### STATED TASK 1
Show each line of the listing that contains the word "face".

----- SUPPLIED PASSAGE -----

X-Scale has joined ##openfpga
emeb has joined ##openfpga
rohitksingh has joined ##openfpga
<daveshah> whitequark: yeah, there is one DELAY block per IO with separate control set from all other DELAYs
<daveshah> The only limitation is you can't have both an input and an output delay on the same pin
<whitequark> but this applies to both DELAYF and DELAYG, right?
<daveshah> Both types can be mixed freely and there's no control block, unlike Xilinx
<daveshah> Yes
<whitequark> ack
<whitequark> xilinx has a control block?
<tnt> IDELAYCTRL
<whitequark> how does it work? i can't quite grasp it
<tnt> you just feed it a 200 MHz clock that some internal logic will use to calibrate the delay taps.
<G33KatWork> instantiate one per IO bank, supply refclk, use ODELAY and IDELAY on that bank. The delay taps are tied to the reference clock of course and there are some restrictions what reference clocks you can supply based on the speed grade. at least that was the case for me when I used it on a zynq
<tnt> you need a proper rst to it when the clock is stable and it will assert rdy when it's all ready to process the IO delay commands.

----- RECORDED DATA -----

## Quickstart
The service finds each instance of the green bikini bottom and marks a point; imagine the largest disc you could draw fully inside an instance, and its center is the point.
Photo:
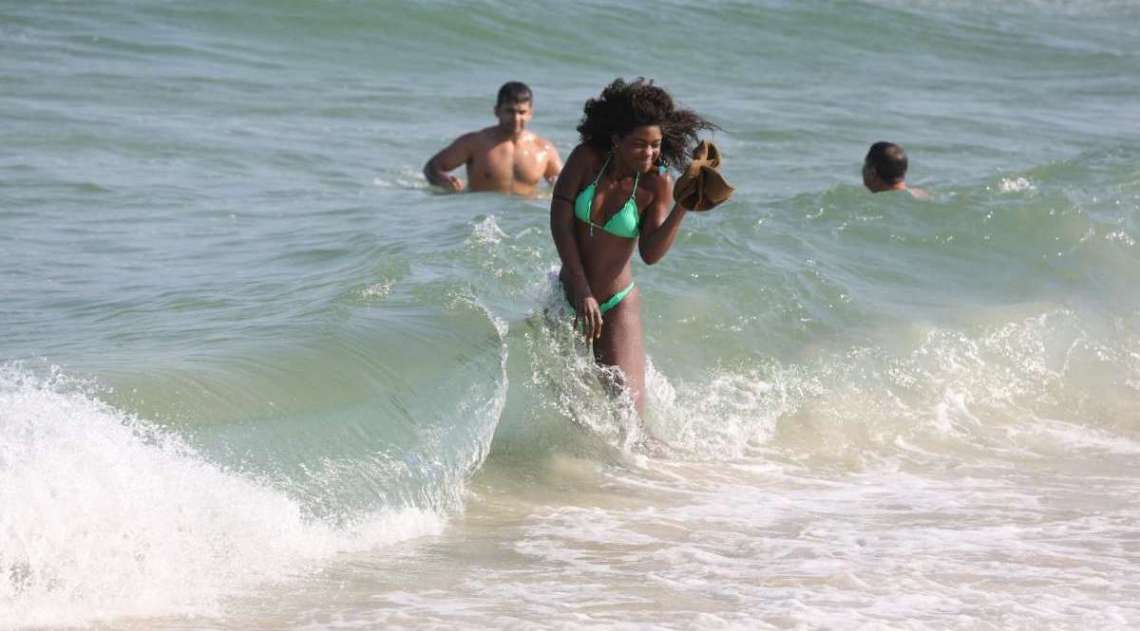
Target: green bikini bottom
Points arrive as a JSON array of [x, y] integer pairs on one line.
[[616, 298]]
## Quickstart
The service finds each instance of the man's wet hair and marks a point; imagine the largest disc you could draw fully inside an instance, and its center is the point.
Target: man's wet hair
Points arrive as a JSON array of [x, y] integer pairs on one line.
[[888, 161], [514, 91]]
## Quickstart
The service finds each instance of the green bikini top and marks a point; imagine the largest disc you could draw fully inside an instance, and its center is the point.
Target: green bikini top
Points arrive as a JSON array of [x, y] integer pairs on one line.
[[624, 223]]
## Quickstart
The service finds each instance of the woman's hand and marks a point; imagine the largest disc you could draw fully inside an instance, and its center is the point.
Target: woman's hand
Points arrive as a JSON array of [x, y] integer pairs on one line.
[[588, 317]]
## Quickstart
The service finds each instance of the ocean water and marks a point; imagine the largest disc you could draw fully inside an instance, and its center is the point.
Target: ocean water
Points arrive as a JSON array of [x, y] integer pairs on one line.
[[254, 374]]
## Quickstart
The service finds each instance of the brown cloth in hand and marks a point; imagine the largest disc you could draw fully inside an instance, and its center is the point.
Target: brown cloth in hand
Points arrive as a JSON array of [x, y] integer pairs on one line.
[[701, 187]]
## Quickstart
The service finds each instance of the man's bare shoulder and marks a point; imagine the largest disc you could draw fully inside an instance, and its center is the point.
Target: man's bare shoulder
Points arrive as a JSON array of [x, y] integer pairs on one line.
[[918, 193]]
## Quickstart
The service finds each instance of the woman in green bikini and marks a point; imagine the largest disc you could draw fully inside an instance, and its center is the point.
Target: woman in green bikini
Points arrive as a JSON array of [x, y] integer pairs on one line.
[[615, 194]]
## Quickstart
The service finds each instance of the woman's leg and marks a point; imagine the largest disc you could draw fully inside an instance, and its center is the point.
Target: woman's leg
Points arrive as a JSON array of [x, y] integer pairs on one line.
[[621, 345]]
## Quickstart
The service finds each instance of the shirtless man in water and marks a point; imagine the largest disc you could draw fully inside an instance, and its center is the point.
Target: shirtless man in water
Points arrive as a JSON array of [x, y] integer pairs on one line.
[[504, 157], [885, 169]]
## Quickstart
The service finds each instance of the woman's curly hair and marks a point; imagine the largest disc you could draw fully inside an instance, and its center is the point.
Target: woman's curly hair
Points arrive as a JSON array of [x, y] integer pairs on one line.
[[623, 106]]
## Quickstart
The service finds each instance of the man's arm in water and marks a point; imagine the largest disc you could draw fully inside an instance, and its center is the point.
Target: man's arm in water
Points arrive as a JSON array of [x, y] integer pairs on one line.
[[453, 156], [553, 163]]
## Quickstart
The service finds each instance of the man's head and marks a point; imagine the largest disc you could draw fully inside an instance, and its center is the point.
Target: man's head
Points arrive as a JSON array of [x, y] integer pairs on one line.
[[514, 106], [885, 166]]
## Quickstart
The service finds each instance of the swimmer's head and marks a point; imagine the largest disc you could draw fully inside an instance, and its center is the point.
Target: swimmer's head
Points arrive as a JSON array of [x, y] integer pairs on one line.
[[514, 106], [885, 166], [640, 123]]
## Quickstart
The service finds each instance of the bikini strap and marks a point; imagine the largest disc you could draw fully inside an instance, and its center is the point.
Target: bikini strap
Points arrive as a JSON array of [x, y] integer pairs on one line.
[[633, 194], [602, 170]]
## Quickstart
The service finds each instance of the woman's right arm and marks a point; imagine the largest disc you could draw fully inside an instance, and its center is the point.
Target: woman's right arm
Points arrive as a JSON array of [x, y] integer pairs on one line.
[[562, 220]]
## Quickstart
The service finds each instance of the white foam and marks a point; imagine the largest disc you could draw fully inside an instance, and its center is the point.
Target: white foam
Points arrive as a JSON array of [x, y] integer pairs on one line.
[[104, 516], [1015, 185]]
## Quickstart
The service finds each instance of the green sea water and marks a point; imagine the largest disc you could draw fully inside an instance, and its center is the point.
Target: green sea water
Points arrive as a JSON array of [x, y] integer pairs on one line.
[[257, 374]]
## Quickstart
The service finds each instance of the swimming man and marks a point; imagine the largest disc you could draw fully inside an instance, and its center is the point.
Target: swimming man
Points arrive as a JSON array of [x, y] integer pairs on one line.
[[885, 169], [505, 157]]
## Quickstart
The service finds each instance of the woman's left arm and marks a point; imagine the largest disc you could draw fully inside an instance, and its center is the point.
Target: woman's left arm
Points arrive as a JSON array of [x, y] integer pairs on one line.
[[660, 224]]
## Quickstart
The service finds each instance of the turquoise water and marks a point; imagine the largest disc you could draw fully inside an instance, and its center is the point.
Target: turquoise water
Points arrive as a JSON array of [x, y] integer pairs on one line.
[[254, 374]]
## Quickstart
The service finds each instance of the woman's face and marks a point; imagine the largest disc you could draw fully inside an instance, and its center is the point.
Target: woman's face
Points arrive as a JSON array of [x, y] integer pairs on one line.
[[641, 148]]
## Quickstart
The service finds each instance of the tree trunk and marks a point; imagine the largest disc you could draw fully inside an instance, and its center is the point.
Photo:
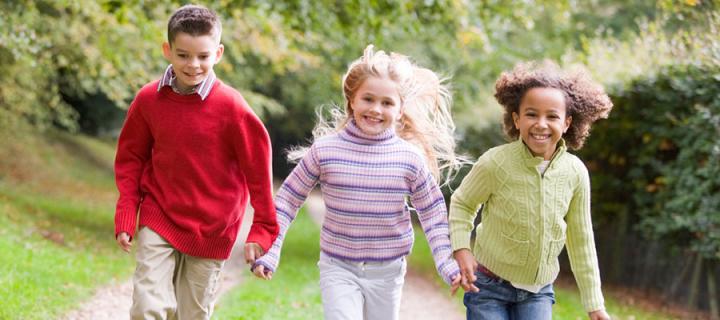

-----

### STATED TASK 2
Resume the chat about FPGA input and output delay blocks, starting after its last message.

### EXERCISE OUTPUT 1
The service finds each instance of the woman's face and marks a point; imagine the largest disc you could draw fully inside an instance, and its center is the point.
Target: woman's face

### EXERCISE OUTPUT 2
<whitequark> how do you associate it to IO bank?
<tnt> location constraint in the UCF for instance
<whitequark> so you have to propagate its name to UCF? gross
<tnt> well I think you can also use attributes on the instance.
<tnt> (* LOC="..." *) IIRC for Xilinx.
<whitequark> ah
<whitequark> hmm
<tnt> you might need a big table with io->pin to IODELAYCTRL location for every xilinx device though ...
<whitequark> that's kinda really annoying
<whitequark> but i guess i can always punt to the user
<whitequark> the clock needs to be specified manually anyway...
<whitequark> does IDELAYCTRL clock need to relate to IO clock?
<G33KatWork> seems not to be the case. At least I can't find anything in the documentation
<whitequark> wait, the clock freq is fixed?
<whitequark> so why can't i justisntantiate all of them?
<whitequark> power?
<tnt> you can. I'm pretty sure I've done it in the past.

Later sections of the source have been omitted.